**TASK TO CARRY OUT**: Print everything in the forum thread about walking through walls from "If i was to" down to "up the glory.", copied word for word.

**SOURCE DOCUMENT**:
I do not see how HUP (Heisenberg uncertainty principle) forbids walking through the wall.
Can someone explain me that?

5. Aug 23, 2007

### Billygoat

If you are talking about walking through the wall and maintaining your identity then you are assuming no chemical interactions - your molecules are not changed. This means that Pauli exclusion, and HUP aren't important. The reason you can't walk through the wall is due to the electrostatic repulsion between your electrons and the wall's. To get through unchanged means that you are looking at yourself as a single entity which is repelled by the potential barrier of the wall as an entity. You can actually calculate the probability of a 'particle' of your mass and momentum tunneling through a barrier the size of a wall and the result is astronomically small.

Another way to look at it is as follows. The wave function of a particle is usually represented by a Gaussian shaped curve (a 'bell-curve'). You are a particle of several kilograms mass. Your bell -curve is very peaked - not much in the wings. (The width of the bell curve is related to the HUP, so it does enter into it here.) The probably of tunneling is related directly to how much the wings of your bell curve reach to the other side of the wall. Very, very little of your bell curve wings extend six or eight inches away from you.

6. Aug 23, 2007

### DaveC426913

It doesn't per se.

The default state of our universe (at least to macroscopic eyes) is that physical objects can't pass through each other. However, if we look at subatomic objects, we see a "loophole" in the rule wherein physical objects sometimes can pass through each other (i.e an electrons through a barrier) because of their uncertainty. As we look at larger objects, that uncertainty loophole closes rapidly.

7. Aug 23, 2007

### mgb_phys

It doesn't, it's what PERMITS you to walk through a wall, for sufficently small values of wall.

8. Aug 23, 2007

### dextercioby

If i was to be launched through a cannon at 100 Km/hr there would be parts of me passing through a 10 cm concrete wall found 10 m away from the cannon. Too bad i'd die without picking up the glory.

What does passing through a wall have to do with quantum physics and the "default state of the universe" ??

PS I remember the times when there was much more quantum $\mbox{physics}$ in this forum than we have today.

Last edited: Aug 23, 2007
9. Aug 23, 2007

### malawi_glenn

That is a very good question.

10. Aug 23, 2007

### DaveC426913

I'm not sure if this is seriously questioning the statement.

By "default state of the universe" I simply mean that the OP's question was phrased as asking why he "can't lesuirely walk through a concrete wall". In fact, that question doesn't really need to be answered, as it is usually the case. The question he should be asking is, "under what circumstance would I be able to walk through a wall?"

As for quantum physics and walking through walls, well of course that's about quantum tunnelling.

When the phenomenon of quantum tunnelling was first discovered and people came to realize that matter was not made up of hard little balls called atoms and electrons that bounced off one another like so many billiard balls, the idea of matter being able to pass through solid objects captured the imagination of the public. Ever since, people have speculated about the theoretical ability to scale that up to macroscopic sizes.

It caused as profound a shaking of the bedrock that is the understanding of our universe as Einstein's declaration that time was not a constant.

**DATASET CONTENT**:
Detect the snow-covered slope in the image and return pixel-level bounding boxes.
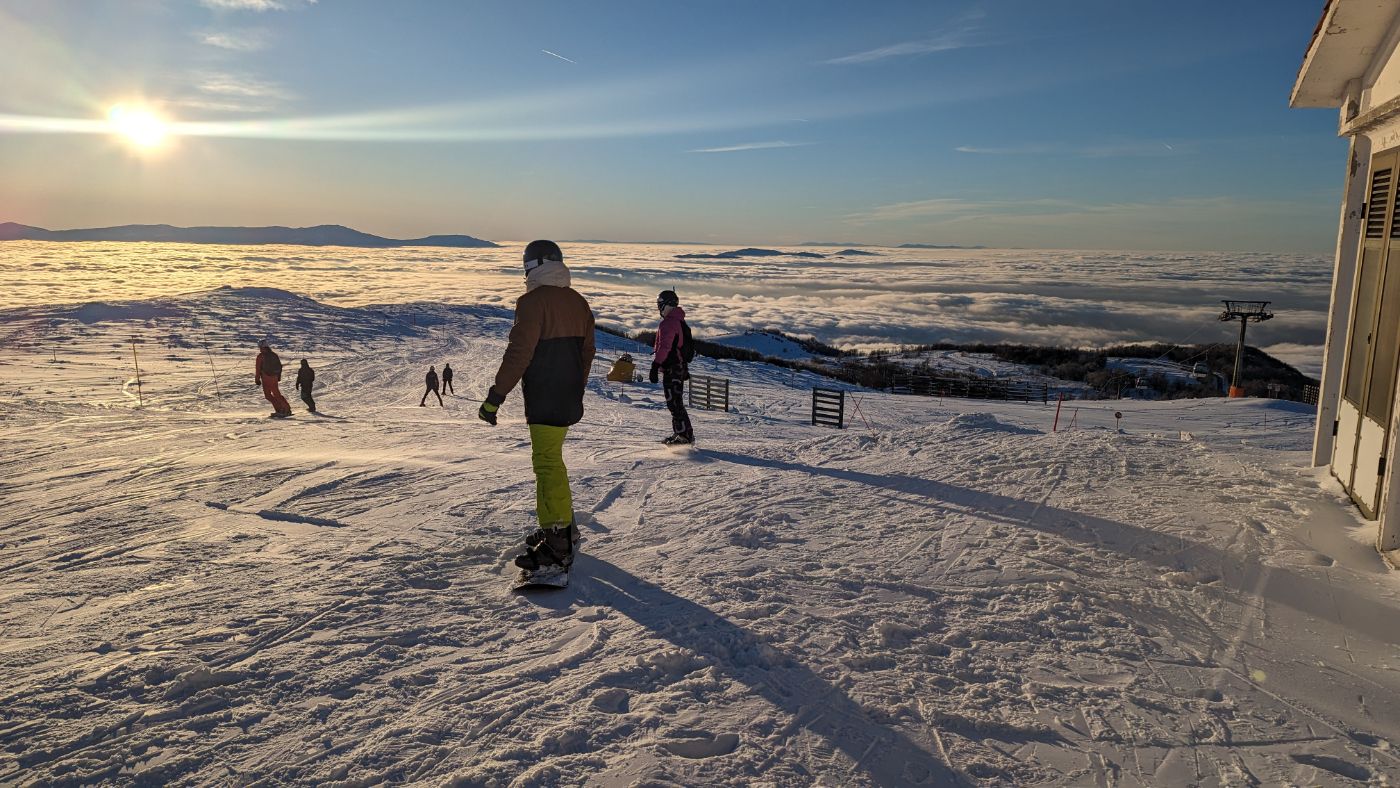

**TASK RESULT**:
If i was to be launched through a cannon at 100 Km/hr there would be parts of me passing through a 10 cm concrete wall found 10 m away from the cannon. Too bad i'd die without picking up the glory.